Nothing in the records may be left out or altered; reproduce them all exactly.

......

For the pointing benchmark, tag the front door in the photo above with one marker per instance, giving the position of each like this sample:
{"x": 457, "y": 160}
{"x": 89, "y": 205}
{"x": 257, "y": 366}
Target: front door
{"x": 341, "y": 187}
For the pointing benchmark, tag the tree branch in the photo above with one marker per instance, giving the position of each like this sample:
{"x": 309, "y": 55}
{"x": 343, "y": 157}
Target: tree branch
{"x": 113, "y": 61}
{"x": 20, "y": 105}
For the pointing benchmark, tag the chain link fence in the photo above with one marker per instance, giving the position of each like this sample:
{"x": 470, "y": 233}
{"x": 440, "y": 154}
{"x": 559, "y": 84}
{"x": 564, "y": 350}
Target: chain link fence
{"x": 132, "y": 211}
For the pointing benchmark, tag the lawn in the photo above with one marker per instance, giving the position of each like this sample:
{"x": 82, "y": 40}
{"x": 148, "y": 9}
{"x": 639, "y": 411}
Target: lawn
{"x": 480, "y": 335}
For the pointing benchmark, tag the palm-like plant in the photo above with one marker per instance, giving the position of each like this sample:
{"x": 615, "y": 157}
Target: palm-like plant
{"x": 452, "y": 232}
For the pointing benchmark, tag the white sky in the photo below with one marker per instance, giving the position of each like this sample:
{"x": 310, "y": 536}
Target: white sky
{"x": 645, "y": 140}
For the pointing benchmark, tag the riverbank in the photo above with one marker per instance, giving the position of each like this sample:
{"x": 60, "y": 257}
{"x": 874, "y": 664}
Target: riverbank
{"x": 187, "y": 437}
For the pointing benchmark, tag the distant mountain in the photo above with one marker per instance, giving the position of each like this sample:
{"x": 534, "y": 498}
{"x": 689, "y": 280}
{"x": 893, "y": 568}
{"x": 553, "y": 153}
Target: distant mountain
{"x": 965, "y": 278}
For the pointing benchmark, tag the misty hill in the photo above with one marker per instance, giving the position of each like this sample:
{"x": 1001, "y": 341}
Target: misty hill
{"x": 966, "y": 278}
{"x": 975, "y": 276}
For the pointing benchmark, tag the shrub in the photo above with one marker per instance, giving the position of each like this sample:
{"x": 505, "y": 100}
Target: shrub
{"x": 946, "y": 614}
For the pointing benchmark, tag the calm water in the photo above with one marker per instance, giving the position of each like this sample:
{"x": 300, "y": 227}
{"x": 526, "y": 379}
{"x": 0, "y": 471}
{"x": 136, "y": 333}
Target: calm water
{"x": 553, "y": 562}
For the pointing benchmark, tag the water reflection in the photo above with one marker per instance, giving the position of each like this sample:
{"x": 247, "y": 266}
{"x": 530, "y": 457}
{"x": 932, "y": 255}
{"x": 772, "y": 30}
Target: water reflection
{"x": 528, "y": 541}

......

**Correct response:**
For the pointing benchmark, tag the front door in the photo above with one marker per instance, giving the position of each like this sample:
{"x": 457, "y": 160}
{"x": 89, "y": 205}
{"x": 257, "y": 366}
Target: front door
{"x": 341, "y": 187}
For the pointing benchmark, tag the tree branch in the photo above with one marker per instance, giving the position of each like this sample:
{"x": 309, "y": 55}
{"x": 343, "y": 157}
Target: tree branch
{"x": 113, "y": 61}
{"x": 20, "y": 105}
For the pointing benchmark, tag the chain link fence in the photo above with one marker per instance, giving the position of each like this sample:
{"x": 470, "y": 233}
{"x": 440, "y": 154}
{"x": 559, "y": 84}
{"x": 564, "y": 350}
Target: chain link fence
{"x": 132, "y": 211}
For the pointing benchmark, tag the lawn in the photo above with one marker per instance, giving the position of each like this sample:
{"x": 82, "y": 40}
{"x": 148, "y": 9}
{"x": 639, "y": 411}
Target: lawn
{"x": 480, "y": 335}
For the pointing benchmark, tag the palm-like plant in the photo above with one marker per instance, giving the position of each like this sample:
{"x": 615, "y": 157}
Target: palm-like plant
{"x": 452, "y": 232}
For the pointing benchmark, tag the white sky in the photo below with one marker per instance, giving the position of each like this sample:
{"x": 310, "y": 536}
Target: white sky
{"x": 645, "y": 140}
For the pointing benchmark, tag the riverbank in the photo above with one marker per instance, giving the position of each like this sample:
{"x": 60, "y": 257}
{"x": 874, "y": 664}
Target: riverbank
{"x": 187, "y": 437}
For the pointing benchmark, tag the distant mountain in the photo above with one marker per instance, giving the position of each like this sample:
{"x": 534, "y": 498}
{"x": 689, "y": 280}
{"x": 893, "y": 568}
{"x": 553, "y": 153}
Target: distant mountain
{"x": 965, "y": 278}
For the pointing benchmark, tag the misty hill in the photo above with one marker per instance, giving the position of each like this sample:
{"x": 1001, "y": 341}
Target: misty hill
{"x": 966, "y": 278}
{"x": 975, "y": 276}
For the pointing benchmark, tag the shrub in the photo above with one marker per instance, giving the position of each like this sample:
{"x": 505, "y": 100}
Target: shrub
{"x": 946, "y": 614}
For the pointing benchmark, tag the calm water in the photo above with one marker per instance, giving the position of each like this sample:
{"x": 300, "y": 227}
{"x": 526, "y": 379}
{"x": 0, "y": 471}
{"x": 136, "y": 333}
Target: calm water
{"x": 553, "y": 562}
For the pointing benchmark, tag the water reflection in the photo above with one marker per instance, giving the position of each like this sample:
{"x": 247, "y": 266}
{"x": 530, "y": 457}
{"x": 932, "y": 255}
{"x": 772, "y": 30}
Target: water reflection
{"x": 528, "y": 541}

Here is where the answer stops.